→ GIVEN INFORMATION:
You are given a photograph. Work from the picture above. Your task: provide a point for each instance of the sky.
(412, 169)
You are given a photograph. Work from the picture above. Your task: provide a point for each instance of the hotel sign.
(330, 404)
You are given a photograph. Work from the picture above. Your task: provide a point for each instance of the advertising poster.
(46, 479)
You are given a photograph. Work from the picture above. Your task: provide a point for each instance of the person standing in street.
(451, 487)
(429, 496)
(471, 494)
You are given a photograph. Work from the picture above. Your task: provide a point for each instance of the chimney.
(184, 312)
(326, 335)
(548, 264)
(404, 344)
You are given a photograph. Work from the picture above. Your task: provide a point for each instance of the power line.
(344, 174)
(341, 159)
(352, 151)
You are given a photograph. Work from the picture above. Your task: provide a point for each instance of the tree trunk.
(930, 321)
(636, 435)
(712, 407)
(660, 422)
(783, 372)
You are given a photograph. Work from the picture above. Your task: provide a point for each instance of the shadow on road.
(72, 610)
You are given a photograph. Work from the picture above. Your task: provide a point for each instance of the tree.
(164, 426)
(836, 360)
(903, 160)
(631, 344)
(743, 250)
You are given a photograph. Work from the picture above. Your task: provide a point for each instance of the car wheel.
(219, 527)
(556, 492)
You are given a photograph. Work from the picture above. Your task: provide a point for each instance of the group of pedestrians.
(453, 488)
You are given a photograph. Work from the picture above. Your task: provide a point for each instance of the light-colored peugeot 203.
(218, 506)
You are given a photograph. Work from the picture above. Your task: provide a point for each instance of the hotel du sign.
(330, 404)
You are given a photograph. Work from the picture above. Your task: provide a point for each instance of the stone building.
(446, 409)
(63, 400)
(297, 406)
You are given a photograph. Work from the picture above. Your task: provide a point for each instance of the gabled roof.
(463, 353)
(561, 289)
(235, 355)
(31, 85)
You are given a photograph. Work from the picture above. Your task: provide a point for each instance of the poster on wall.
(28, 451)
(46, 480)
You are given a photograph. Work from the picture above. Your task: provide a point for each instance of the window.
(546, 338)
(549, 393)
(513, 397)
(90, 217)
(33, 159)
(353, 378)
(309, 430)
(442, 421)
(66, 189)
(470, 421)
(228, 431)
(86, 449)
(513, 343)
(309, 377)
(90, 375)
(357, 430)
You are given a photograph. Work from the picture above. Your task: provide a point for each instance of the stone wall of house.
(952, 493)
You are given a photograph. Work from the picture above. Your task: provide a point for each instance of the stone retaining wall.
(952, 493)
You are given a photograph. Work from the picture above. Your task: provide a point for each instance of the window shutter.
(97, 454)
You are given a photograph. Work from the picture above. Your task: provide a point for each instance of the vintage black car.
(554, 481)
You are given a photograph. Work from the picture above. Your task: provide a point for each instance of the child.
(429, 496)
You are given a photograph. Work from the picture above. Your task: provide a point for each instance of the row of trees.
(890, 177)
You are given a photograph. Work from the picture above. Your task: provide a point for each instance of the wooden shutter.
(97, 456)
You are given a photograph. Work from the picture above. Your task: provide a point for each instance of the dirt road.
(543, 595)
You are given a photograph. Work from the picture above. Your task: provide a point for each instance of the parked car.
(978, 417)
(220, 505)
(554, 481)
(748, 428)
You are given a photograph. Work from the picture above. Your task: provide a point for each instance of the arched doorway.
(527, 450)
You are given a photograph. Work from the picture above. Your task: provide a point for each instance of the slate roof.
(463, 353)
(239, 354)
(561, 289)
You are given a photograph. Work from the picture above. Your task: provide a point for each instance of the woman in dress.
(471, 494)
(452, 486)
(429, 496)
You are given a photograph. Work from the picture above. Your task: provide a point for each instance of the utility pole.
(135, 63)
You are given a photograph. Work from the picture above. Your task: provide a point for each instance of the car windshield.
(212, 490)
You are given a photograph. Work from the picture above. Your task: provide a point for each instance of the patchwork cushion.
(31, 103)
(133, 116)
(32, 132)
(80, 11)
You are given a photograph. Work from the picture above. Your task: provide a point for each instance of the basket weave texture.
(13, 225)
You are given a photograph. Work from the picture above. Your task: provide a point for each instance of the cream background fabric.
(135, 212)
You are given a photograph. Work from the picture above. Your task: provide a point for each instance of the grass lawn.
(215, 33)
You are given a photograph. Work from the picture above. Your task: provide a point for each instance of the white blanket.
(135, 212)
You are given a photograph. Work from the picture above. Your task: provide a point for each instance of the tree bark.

→ EXERCISE: Each record above should be repeated exactly as it appears.

→ FINAL ANSWER:
You are given a photograph. Work from the picture above. Your task: provide a point for each instance of the sky.
(412, 169)
You are given a photograph. Work from the picture above. Your task: provide a point for each instance of the hotel sign.
(330, 404)
You are given a photograph. Work from the picture above. Your task: provide a point for each instance of the advertising poster.
(46, 479)
You are given a photograph. Work from the picture above. Your task: provide a point for each instance of the person standing in street.
(451, 487)
(429, 496)
(471, 494)
You are given a photograph. Work from the picture above. Your task: provide a point for each instance of the chimney.
(184, 312)
(326, 335)
(548, 264)
(404, 344)
You are given a photograph. Work from the picture above. Your task: provide a point for each instance of the power line.
(344, 174)
(341, 159)
(352, 151)
You are given a photograph. Work from the picture above. Your task: provide a point for each instance of the tree trunk.
(930, 321)
(636, 435)
(712, 407)
(660, 422)
(783, 372)
You are given a photograph. Work from the picture above. Your task: provide a point for each instance of the shadow on road.
(72, 610)
You are given a photograph. Work from the picture above. Your task: provide a point for each instance of the tree.
(164, 426)
(836, 360)
(903, 160)
(631, 344)
(743, 250)
You are given a photograph. Work from the picture above. Your task: provide a point for each instance of the car wheel.
(219, 527)
(556, 492)
You are given a photograph. Work from the picture above. Your task: provide a point for each instance of the group of pedestrians.
(453, 488)
You are given a photograph. Work from the picture above. Your task: provide a point for each instance of the light-colored peugeot 203.
(218, 506)
You are given a photograph. Work from the picture above. Your task: provide a point for each instance of the hotel du sign.
(330, 404)
You are given a photograph. Work from the picture above. Your task: provide a point for each instance of the stone building.
(446, 409)
(63, 400)
(297, 406)
You are given a photograph. Work from the picture above. Your task: provide a point for each instance of the gabled roof.
(463, 353)
(561, 289)
(235, 355)
(31, 85)
You are given a photograph. Work from the picture above. Your task: provide a point for each instance of the poster on wall.
(28, 451)
(46, 480)
You are given a photograph. Work from the picture above. Your task: provide a point for each instance of the window.
(546, 338)
(549, 393)
(513, 397)
(90, 217)
(33, 159)
(353, 378)
(309, 430)
(442, 421)
(66, 189)
(470, 421)
(228, 431)
(86, 449)
(513, 343)
(309, 377)
(90, 375)
(357, 430)
You are given a photograph. Work from the picture above. Your task: provide a point for each instance of the stone wall of house.
(952, 493)
You are given a photograph. Work from the picture above. Your task: provide a point for each instance of the stone retaining wall.
(952, 493)
You are given a photograph. Work from the picture above. Your task: provide a point for each instance of the window shutter.
(97, 454)
You are given a photograph. Work from the picture above. Your task: provide a point for each instance of the vintage black car.
(554, 481)
You are given a photograph. Work from the picture above. Your task: provide a point for each instance of the child.
(429, 496)
You are given a photograph. Work from the picture above. Your task: provide a point for each instance of the row of trees.
(890, 177)
You are given a photograph. Work from the picture above. Your task: provide a point for each instance of the wooden shutter.
(97, 456)
You are given a photograph. Work from the picture above. Your task: provide a point for each instance of the dirt road.
(543, 595)
You are given a photograph. Work from the picture above. Your task: provide a point for each instance of the parked car.
(978, 417)
(220, 505)
(554, 481)
(748, 428)
You are given a photograph. Work from the picture above. Your task: provide a point for each instance of the arched doorway.
(527, 450)
You are given a photograph. Work from the picture above. Your task: provide a point for each instance of the slate roof.
(463, 353)
(239, 354)
(561, 289)
You are given a photograph. Work from the picture above. Your task: provide a point for each instance of the woman in dress.
(471, 494)
(452, 486)
(429, 496)
You are given a photograph. Work from the picture above. Your task: provide a point for each instance of the utility pole.
(135, 63)
You are given a photograph. Work from the picture above. Your task: provide a point for each instance of the car windshield.
(212, 490)
You are given a photograph. Work from the picture above. Your task: provide a point for each instance of the patchwork cushion.
(31, 103)
(133, 116)
(32, 132)
(80, 11)
You are given a photograph. Work from the picture above. Your task: provide a point for each instance of the basket weave texture.
(13, 225)
You are given a photograph. Work from the picture above. Your task: provide a point for each instance of the cream background fabric.
(135, 212)
You are given a photograph. Work from the picture above. Your task: provide a point for each instance of the grass lawn.
(215, 33)
You are given a photograph. Work from the picture above. Your task: provide a point for each instance of the white blanket.
(135, 212)
You are given a photograph. Work from the picture above. Your task: provide a point for each instance of the tree bark.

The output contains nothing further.